(Data entries)

___

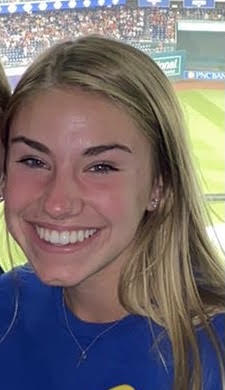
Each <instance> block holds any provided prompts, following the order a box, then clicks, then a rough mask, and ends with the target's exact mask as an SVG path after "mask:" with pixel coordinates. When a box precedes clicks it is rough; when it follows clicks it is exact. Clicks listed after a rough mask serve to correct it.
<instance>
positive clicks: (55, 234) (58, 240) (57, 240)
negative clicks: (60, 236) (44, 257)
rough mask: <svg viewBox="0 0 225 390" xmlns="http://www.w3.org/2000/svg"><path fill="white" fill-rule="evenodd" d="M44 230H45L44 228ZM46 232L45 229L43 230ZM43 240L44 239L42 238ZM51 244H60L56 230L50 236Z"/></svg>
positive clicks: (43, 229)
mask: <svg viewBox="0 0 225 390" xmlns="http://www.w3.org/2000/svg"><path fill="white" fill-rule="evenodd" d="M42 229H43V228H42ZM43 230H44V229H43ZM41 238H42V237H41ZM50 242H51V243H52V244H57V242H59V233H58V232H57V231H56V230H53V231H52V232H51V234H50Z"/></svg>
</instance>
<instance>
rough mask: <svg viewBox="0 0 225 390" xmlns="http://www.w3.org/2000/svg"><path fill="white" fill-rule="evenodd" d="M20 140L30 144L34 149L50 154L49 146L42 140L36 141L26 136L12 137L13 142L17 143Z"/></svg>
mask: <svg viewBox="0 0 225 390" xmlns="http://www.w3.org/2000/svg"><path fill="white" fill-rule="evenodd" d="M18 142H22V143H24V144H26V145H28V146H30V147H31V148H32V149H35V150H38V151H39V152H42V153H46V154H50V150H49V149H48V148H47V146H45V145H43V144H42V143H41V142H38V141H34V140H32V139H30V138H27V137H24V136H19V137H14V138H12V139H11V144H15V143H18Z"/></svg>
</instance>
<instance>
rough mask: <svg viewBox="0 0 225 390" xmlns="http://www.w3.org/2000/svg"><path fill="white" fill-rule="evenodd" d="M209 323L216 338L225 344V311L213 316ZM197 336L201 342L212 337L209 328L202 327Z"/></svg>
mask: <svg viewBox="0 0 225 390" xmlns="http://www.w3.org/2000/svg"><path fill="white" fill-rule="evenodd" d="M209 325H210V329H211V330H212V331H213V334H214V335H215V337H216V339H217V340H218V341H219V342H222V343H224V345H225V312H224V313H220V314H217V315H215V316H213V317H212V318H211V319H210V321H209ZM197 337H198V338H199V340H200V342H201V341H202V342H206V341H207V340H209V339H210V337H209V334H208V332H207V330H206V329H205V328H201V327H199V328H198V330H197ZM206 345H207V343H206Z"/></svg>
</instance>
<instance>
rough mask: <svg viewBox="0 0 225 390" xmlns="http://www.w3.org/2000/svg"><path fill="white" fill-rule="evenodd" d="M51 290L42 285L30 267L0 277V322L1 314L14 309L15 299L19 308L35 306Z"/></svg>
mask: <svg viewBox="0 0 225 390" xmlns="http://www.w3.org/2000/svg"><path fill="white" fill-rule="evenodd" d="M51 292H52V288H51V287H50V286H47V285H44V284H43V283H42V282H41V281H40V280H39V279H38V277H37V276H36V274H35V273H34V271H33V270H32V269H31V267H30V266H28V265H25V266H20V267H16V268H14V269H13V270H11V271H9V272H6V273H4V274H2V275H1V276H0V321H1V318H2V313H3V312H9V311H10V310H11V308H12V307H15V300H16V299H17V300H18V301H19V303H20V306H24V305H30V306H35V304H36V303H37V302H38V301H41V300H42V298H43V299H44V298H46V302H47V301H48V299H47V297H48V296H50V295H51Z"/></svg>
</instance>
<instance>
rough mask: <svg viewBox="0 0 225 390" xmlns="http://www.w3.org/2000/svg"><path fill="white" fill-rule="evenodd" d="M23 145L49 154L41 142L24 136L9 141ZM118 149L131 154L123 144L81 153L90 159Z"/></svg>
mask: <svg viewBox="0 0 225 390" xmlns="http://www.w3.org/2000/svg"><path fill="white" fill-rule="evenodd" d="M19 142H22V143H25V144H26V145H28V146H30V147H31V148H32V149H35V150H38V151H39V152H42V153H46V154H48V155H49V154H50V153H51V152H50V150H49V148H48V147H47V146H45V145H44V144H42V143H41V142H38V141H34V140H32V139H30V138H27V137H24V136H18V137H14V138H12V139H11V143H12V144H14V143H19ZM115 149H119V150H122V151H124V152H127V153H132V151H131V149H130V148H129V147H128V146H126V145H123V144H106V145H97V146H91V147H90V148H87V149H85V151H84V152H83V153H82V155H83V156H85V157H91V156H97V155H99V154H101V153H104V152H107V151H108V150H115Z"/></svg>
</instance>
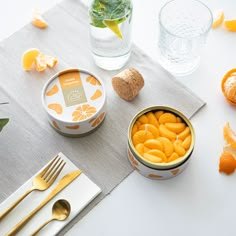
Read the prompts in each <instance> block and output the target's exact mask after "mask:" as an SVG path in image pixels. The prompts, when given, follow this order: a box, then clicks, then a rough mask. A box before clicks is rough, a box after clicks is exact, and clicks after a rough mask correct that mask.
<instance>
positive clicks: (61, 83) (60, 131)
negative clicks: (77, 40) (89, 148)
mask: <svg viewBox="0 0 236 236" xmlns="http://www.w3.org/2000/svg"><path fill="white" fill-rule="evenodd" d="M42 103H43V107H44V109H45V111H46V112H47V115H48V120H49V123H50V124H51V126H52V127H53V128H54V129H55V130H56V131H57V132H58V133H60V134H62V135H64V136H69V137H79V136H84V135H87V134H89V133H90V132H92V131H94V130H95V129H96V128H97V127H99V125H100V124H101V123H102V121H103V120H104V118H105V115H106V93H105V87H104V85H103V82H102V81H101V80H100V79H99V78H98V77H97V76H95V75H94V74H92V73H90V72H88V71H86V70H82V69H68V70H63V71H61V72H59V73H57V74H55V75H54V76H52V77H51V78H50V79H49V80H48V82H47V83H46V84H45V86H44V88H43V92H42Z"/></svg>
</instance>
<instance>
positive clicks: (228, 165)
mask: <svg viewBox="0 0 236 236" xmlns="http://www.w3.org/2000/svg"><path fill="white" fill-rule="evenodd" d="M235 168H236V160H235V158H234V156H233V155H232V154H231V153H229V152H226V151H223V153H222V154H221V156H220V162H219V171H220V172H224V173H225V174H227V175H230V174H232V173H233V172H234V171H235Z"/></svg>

___

#### About this task
Repeat each entry precisely as it appears. Leave the pictures out.

#### Answer space
Each <instance> block holds any provided prompts, following the order a box, then clicks, then a rough mask, and ends with the target's exact mask as an SVG path after "mask:" with pixel coordinates. When a box precedes clicks it is rough; when it follows clicks it is exact. Clicks listed after a rough mask serve to correct it.
<instance>
positive clicks: (55, 234) (58, 240) (57, 240)
negative clicks: (60, 236) (44, 257)
rough mask: <svg viewBox="0 0 225 390" xmlns="http://www.w3.org/2000/svg"><path fill="white" fill-rule="evenodd" d="M44 230H45L44 228ZM46 232L45 229L43 230ZM43 240L44 239L42 238ZM51 244H60L56 230L50 236Z"/></svg>
positive clicks: (43, 229)
mask: <svg viewBox="0 0 225 390" xmlns="http://www.w3.org/2000/svg"><path fill="white" fill-rule="evenodd" d="M42 229H43V228H42ZM43 230H44V229H43ZM41 238H42V237H41ZM50 242H51V243H52V244H57V242H59V233H58V232H57V231H56V230H53V231H52V232H51V234H50Z"/></svg>
</instance>
<instance>
rough mask: <svg viewBox="0 0 225 390" xmlns="http://www.w3.org/2000/svg"><path fill="white" fill-rule="evenodd" d="M20 140L30 144L34 149L50 154L49 146L42 140L36 141L26 136L12 137L13 142L17 143Z"/></svg>
mask: <svg viewBox="0 0 225 390" xmlns="http://www.w3.org/2000/svg"><path fill="white" fill-rule="evenodd" d="M18 142H22V143H24V144H26V145H28V146H30V147H31V148H32V149H35V150H38V151H39V152H42V153H46V154H50V150H49V149H48V148H47V146H45V145H43V144H42V143H41V142H38V141H34V140H32V139H30V138H27V137H24V136H19V137H14V138H12V139H11V144H15V143H18Z"/></svg>
</instance>
<instance>
rough mask: <svg viewBox="0 0 225 390" xmlns="http://www.w3.org/2000/svg"><path fill="white" fill-rule="evenodd" d="M209 323L216 338L225 344V311L213 316ZM197 336L201 342L212 337L209 328L202 327Z"/></svg>
mask: <svg viewBox="0 0 225 390" xmlns="http://www.w3.org/2000/svg"><path fill="white" fill-rule="evenodd" d="M209 325H210V329H211V330H212V331H213V334H214V335H215V337H216V339H217V340H218V341H219V342H222V343H224V345H225V312H224V313H220V314H217V315H215V316H213V317H212V318H211V319H210V321H209ZM197 337H198V338H199V340H200V342H201V341H202V342H206V341H207V340H209V339H210V337H209V334H208V332H207V330H206V329H205V328H201V327H199V328H198V330H197ZM206 345H207V343H206Z"/></svg>
</instance>
<instance>
rough mask: <svg viewBox="0 0 225 390" xmlns="http://www.w3.org/2000/svg"><path fill="white" fill-rule="evenodd" d="M51 290L42 285L30 267L0 277V322L1 314L14 309L15 299L19 308L35 306Z"/></svg>
mask: <svg viewBox="0 0 225 390" xmlns="http://www.w3.org/2000/svg"><path fill="white" fill-rule="evenodd" d="M51 292H52V288H51V287H50V286H47V285H44V284H43V283H42V282H41V281H40V280H39V279H38V277H37V276H36V274H35V273H34V271H33V270H32V269H31V267H30V266H28V265H25V266H20V267H16V268H14V269H13V270H11V271H9V272H6V273H4V274H2V275H1V276H0V321H1V318H2V313H3V312H9V311H10V310H11V308H12V307H15V300H16V299H17V300H18V301H19V303H20V306H24V305H30V306H35V304H36V303H37V302H38V301H41V300H42V298H43V299H44V298H46V302H47V301H48V299H47V297H48V296H50V295H51Z"/></svg>
</instance>
<instance>
rough mask: <svg viewBox="0 0 225 390" xmlns="http://www.w3.org/2000/svg"><path fill="white" fill-rule="evenodd" d="M23 145L49 154L41 142L24 136L9 141ZM118 149L131 154L123 144L81 153L90 159Z"/></svg>
mask: <svg viewBox="0 0 225 390" xmlns="http://www.w3.org/2000/svg"><path fill="white" fill-rule="evenodd" d="M19 142H22V143H25V144H26V145H28V146H30V147H31V148H32V149H35V150H38V151H39V152H42V153H46V154H48V155H49V154H50V153H51V152H50V150H49V148H48V147H47V146H45V145H44V144H42V143H41V142H38V141H34V140H32V139H30V138H27V137H24V136H18V137H14V138H12V139H11V143H12V144H14V143H19ZM115 149H119V150H122V151H124V152H127V153H132V151H131V149H130V148H129V147H128V146H126V145H123V144H106V145H97V146H91V147H90V148H87V149H85V151H84V152H83V153H82V155H83V156H85V157H91V156H97V155H99V154H101V153H104V152H107V151H108V150H115Z"/></svg>
</instance>
Read the prompts in each <instance> block and output the target's exact mask after "mask:" as an SVG path in image pixels. The prompts, when given, follow this order: a box, then clicks, then a rough mask. A box before clicks is rough, a box after clicks is exact, and clicks after a rough mask correct that mask.
<instance>
positive clicks: (61, 83) (60, 131)
negative clicks: (77, 40) (89, 148)
mask: <svg viewBox="0 0 236 236" xmlns="http://www.w3.org/2000/svg"><path fill="white" fill-rule="evenodd" d="M42 103H43V107H44V109H45V111H46V112H47V115H48V120H49V123H50V124H51V126H52V127H53V128H54V129H55V130H56V131H57V132H58V133H60V134H62V135H64V136H69V137H79V136H84V135H87V134H89V133H90V132H92V131H94V130H95V129H96V128H97V127H99V125H100V124H101V123H102V121H103V120H104V118H105V115H106V93H105V87H104V85H103V82H102V81H101V80H100V79H99V78H98V77H97V76H95V75H94V74H92V73H90V72H88V71H86V70H82V69H68V70H63V71H61V72H59V73H57V74H55V75H54V76H52V77H51V78H50V79H49V80H48V82H47V83H46V84H45V86H44V88H43V92H42Z"/></svg>
</instance>
<instance>
positive clicks: (228, 165)
mask: <svg viewBox="0 0 236 236" xmlns="http://www.w3.org/2000/svg"><path fill="white" fill-rule="evenodd" d="M235 168H236V160H235V158H234V156H233V155H232V154H231V153H229V152H226V151H223V153H222V154H221V156H220V162H219V171H220V172H224V173H225V174H227V175H230V174H232V173H233V172H234V171H235Z"/></svg>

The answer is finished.